(Entries from a point annotation set)
-- BEGIN --

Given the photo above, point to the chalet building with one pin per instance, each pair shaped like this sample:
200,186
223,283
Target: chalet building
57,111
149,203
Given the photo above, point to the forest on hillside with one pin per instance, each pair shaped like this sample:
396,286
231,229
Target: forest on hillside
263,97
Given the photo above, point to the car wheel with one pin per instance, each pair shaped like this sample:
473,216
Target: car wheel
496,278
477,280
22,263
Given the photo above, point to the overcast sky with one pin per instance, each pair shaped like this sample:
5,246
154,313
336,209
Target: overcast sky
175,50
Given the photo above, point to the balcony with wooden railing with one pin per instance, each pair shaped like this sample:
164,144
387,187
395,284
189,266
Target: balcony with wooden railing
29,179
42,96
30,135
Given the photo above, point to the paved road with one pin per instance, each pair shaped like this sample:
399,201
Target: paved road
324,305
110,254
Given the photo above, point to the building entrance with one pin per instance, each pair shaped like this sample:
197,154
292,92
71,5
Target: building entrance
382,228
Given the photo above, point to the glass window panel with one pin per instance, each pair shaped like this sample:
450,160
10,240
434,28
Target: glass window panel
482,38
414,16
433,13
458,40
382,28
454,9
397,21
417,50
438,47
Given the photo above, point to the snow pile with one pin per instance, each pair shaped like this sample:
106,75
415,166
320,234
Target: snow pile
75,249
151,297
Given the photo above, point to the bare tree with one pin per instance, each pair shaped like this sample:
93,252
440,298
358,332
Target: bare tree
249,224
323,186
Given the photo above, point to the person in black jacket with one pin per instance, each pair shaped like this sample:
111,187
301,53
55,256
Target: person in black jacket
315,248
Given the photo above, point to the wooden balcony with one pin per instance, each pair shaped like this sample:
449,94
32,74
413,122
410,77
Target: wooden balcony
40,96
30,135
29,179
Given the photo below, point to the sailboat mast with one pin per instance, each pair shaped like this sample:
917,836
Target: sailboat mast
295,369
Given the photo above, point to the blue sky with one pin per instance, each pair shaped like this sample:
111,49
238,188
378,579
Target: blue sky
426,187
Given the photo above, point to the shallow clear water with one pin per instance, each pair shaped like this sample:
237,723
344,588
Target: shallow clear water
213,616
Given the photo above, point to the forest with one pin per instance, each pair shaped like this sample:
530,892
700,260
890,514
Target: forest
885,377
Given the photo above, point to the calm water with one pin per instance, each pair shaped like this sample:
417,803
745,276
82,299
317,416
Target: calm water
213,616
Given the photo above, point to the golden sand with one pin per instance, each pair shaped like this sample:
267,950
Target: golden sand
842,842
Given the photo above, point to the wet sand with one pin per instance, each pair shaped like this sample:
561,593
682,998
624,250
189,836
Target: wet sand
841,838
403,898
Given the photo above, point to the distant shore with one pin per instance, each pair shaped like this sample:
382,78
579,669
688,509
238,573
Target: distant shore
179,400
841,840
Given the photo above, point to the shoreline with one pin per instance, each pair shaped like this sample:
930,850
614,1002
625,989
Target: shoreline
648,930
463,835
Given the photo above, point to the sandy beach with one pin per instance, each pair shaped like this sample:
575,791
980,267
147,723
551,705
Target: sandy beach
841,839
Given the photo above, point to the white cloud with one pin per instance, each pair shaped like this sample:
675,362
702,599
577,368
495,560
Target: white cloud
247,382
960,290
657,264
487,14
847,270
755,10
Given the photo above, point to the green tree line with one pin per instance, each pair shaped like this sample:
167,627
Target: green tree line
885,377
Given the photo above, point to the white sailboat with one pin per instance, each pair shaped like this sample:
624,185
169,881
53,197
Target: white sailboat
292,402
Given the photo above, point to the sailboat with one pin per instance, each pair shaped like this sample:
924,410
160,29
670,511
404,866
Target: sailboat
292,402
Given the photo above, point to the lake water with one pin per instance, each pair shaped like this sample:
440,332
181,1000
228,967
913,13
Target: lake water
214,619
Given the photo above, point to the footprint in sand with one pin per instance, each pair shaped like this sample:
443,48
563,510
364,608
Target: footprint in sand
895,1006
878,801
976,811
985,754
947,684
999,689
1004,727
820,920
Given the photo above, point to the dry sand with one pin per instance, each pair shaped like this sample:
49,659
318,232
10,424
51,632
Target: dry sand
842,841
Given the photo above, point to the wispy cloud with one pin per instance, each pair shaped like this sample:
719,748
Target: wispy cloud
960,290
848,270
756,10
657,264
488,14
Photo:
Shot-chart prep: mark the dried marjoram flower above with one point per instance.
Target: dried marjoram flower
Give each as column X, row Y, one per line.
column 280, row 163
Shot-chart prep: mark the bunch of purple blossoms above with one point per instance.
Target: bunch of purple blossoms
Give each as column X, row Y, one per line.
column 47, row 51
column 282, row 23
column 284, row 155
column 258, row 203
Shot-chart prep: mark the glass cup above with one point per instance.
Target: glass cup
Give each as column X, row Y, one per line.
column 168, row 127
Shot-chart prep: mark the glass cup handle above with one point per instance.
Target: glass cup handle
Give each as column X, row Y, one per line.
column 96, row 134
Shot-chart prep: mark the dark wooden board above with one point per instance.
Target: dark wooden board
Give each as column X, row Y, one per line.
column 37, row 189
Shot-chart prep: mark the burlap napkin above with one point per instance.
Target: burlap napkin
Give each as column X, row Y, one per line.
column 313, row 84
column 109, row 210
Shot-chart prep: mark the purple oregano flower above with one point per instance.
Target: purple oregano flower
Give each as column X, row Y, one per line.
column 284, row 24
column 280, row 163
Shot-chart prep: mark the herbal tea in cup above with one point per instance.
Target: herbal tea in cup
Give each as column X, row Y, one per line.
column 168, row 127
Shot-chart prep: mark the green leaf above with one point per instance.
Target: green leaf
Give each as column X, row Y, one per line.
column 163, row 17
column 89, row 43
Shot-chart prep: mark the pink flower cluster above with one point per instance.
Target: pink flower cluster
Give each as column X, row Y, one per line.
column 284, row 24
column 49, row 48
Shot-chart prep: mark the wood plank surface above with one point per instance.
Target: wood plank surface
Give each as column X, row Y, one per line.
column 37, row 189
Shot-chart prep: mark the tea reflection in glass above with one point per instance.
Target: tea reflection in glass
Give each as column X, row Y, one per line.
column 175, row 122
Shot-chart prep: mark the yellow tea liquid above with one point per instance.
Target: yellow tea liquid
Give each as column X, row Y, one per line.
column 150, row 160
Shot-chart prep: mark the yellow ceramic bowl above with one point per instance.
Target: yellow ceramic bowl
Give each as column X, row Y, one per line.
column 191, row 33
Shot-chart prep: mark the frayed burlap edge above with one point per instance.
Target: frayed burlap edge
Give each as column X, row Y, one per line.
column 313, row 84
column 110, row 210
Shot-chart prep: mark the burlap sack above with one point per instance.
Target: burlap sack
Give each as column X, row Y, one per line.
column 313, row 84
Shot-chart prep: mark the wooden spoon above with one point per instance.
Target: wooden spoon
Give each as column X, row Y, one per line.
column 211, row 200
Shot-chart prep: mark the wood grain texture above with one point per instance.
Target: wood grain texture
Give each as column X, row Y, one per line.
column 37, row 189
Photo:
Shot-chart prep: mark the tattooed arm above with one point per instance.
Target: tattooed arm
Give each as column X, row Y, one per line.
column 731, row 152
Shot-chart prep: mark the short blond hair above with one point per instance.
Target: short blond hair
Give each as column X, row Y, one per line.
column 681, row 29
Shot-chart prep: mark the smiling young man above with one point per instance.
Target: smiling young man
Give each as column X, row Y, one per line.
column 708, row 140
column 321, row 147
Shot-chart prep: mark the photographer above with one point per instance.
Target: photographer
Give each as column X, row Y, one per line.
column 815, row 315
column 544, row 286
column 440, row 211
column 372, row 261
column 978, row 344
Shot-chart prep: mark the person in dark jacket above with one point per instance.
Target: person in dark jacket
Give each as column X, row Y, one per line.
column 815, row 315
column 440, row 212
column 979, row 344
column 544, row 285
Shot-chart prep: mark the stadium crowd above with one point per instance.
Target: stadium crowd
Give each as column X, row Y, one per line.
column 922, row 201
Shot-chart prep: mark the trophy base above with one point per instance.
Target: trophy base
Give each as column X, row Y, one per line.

-- END --

*THE PROBLEM:*
Turn the lines of the records from the one containing "Shot-chart prep: mark the pink" through the one containing "column 110, row 210", inclusive, into a numbered list with blank lines omitted.

*RESULT OF THE TASK:*
1. Shot-chart prep: mark the pink flower cluster above with one point per instance.
2. Target: pink flower cluster
3. Give each as column X, row Y, one per line.
4. column 284, row 24
5. column 49, row 48
6. Shot-chart prep: mark the wood plank surface above with one point per instance.
7. Target: wood plank surface
8. Give each as column X, row Y, one per line.
9. column 37, row 189
10. Shot-chart prep: mark the tea reflection in glass above with one point per instance.
11. Target: tea reflection in glass
12. Give each as column X, row Y, one per line.
13. column 175, row 122
14. Shot-chart prep: mark the yellow tea liquid above with one point per instance.
15. Target: yellow tea liquid
16. Give each as column X, row Y, one per line.
17. column 150, row 160
18. Shot-chart prep: mark the yellow ceramic bowl above with one point per instance.
19. Target: yellow ceramic bowl
20. Give each as column X, row Y, one per line.
21. column 191, row 33
22. Shot-chart prep: mark the frayed burlap edge above with one point per instance.
23. Target: frayed burlap edge
24. Give each as column X, row Y, one per line.
25. column 313, row 84
26. column 110, row 210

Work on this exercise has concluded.